Слыханы ли были в цивилизованном человечестве обвинения более нелепые и невежественные! Павел Антокольский — романтик, нежный воспитатель и друг молодых поэтов, художник, артист в каждом своем движении и строке, отдавший революции всего себя и свой страстный талант, обличался озлобленными тупицами за то, что заслуживало поддержки, в чем так прекрасно выразился его дар воспитателя.

Расцвел донос, взмыл, достигая высот 1937 года, с той разницей, что донос теперь сделался ликующий, публичный, почти горделивый, — тайное стукачество, никогда не переводившееся в человечестве, отступило в тень, вперед вышел ораторствующий клеветник, объятый священным трепетом и гневом, лгущий, выхватывающий из текстов полуфразы, зачарованный собственным верноподданническим красноречием и расторопностью. Но было и спасительное отличие от событий двенадцатилетней давности: в тюрьму попали сравнительно (с 1937 годом!) немногие; на этот раз шло разрушение нравственности, удушение совести; дискредитация понятий чести и порядочности выдавалась за идейную патриотическую закалку общества.
# # # # #
Что требуется.
Ответьте на вопросы по отрывку выше, пронумеровав ответы так же:
1. Кого, согласно отрывку, обличали озлобленные тупицы?
2. С высотами какого года сравнивается взлет доноса?
3. Что, по словам отрывка, шло «на этот раз»?
# # # # #
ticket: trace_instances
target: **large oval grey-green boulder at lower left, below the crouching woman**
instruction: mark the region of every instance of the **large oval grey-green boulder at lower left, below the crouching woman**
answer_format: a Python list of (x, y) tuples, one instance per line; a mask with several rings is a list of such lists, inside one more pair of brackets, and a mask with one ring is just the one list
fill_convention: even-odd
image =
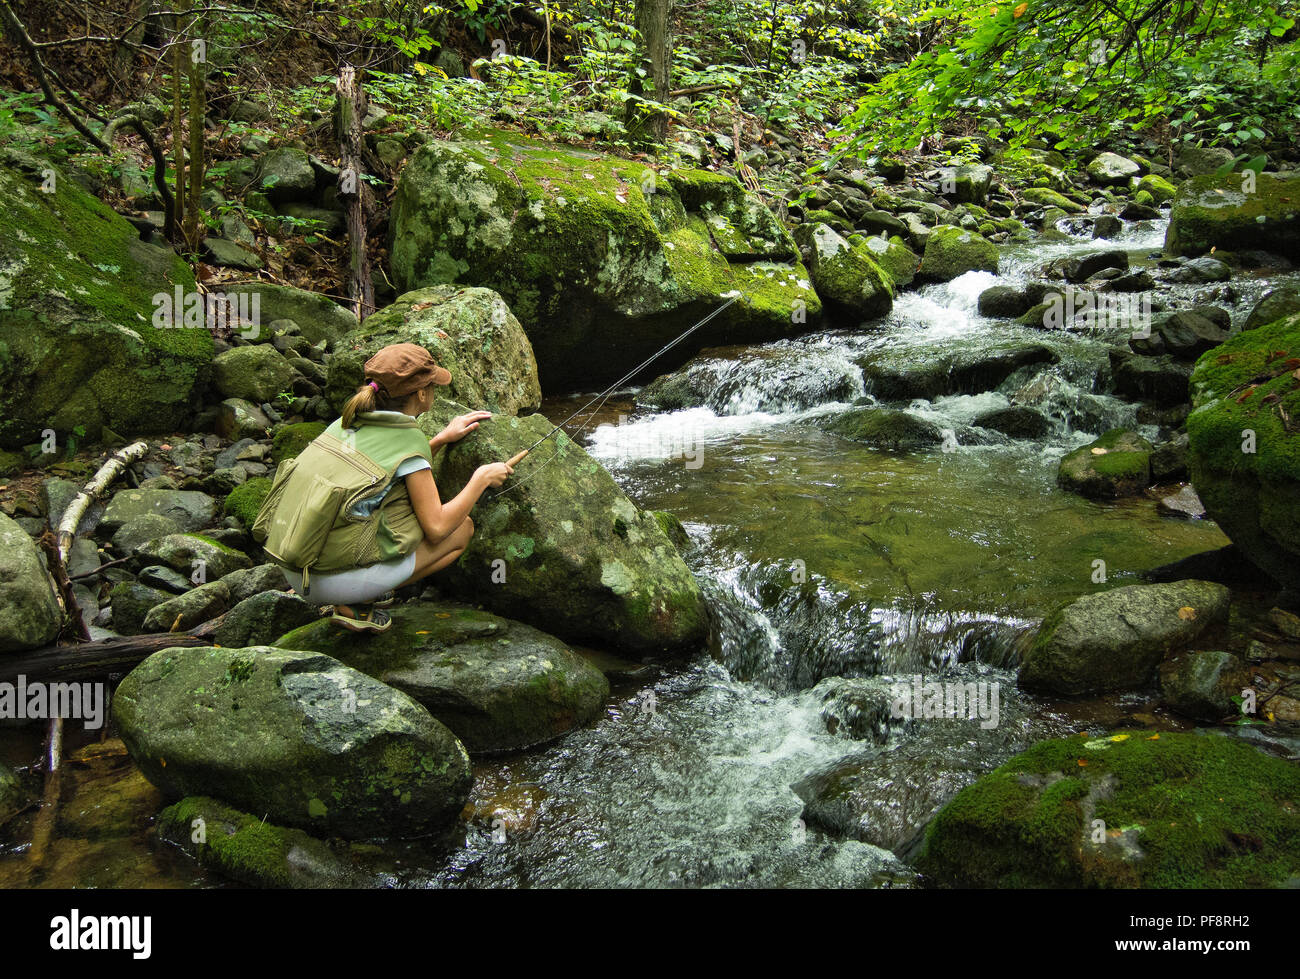
[(469, 796), (469, 757), (446, 727), (318, 653), (160, 650), (117, 688), (113, 723), (168, 796), (214, 796), (313, 833), (426, 833)]

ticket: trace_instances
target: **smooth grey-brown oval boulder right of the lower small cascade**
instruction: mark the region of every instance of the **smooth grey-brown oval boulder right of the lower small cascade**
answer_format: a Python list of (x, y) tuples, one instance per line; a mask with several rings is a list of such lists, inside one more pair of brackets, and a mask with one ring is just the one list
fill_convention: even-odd
[(1028, 690), (1066, 696), (1145, 686), (1171, 650), (1227, 620), (1212, 581), (1124, 585), (1063, 605), (1043, 620), (1020, 663)]

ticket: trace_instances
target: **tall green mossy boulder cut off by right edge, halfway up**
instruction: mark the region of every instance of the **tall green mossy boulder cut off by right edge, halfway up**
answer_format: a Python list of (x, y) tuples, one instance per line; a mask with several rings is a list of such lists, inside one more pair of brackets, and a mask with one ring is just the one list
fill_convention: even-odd
[(1247, 558), (1300, 588), (1300, 313), (1201, 355), (1191, 381), (1188, 471)]

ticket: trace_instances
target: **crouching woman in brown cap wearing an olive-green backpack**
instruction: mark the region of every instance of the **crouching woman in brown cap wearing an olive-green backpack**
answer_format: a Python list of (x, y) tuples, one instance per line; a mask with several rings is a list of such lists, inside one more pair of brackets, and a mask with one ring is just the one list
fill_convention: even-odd
[(332, 621), (344, 629), (387, 629), (391, 592), (459, 558), (474, 532), (469, 511), (514, 472), (507, 463), (480, 465), (442, 502), (434, 454), (491, 417), (460, 415), (426, 438), (416, 419), (450, 382), (424, 347), (384, 347), (365, 361), (365, 382), (342, 417), (276, 471), (254, 538), (298, 594), (334, 606)]

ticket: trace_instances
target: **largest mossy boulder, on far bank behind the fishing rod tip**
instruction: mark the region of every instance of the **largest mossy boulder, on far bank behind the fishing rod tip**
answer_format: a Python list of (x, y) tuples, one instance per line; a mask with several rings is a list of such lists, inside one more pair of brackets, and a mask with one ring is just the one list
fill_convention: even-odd
[[(822, 304), (775, 216), (731, 177), (481, 130), (407, 163), (390, 220), (399, 289), (498, 291), (549, 390), (612, 381), (727, 298), (676, 348), (815, 329)], [(672, 367), (660, 363), (659, 368)]]

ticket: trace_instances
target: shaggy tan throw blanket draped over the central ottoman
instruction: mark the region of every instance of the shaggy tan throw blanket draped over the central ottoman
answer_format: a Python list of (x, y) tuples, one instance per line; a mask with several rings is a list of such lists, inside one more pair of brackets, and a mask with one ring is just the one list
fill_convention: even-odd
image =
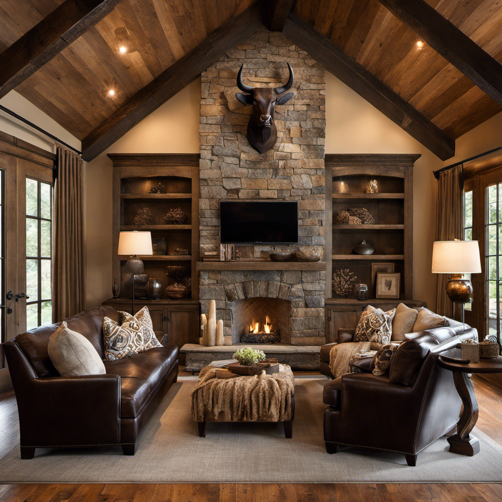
# # # # #
Результат задания.
1. Павла Антокольского.
2. С высотами 1937 года.
3. Разрушение нравственности и удушение совести.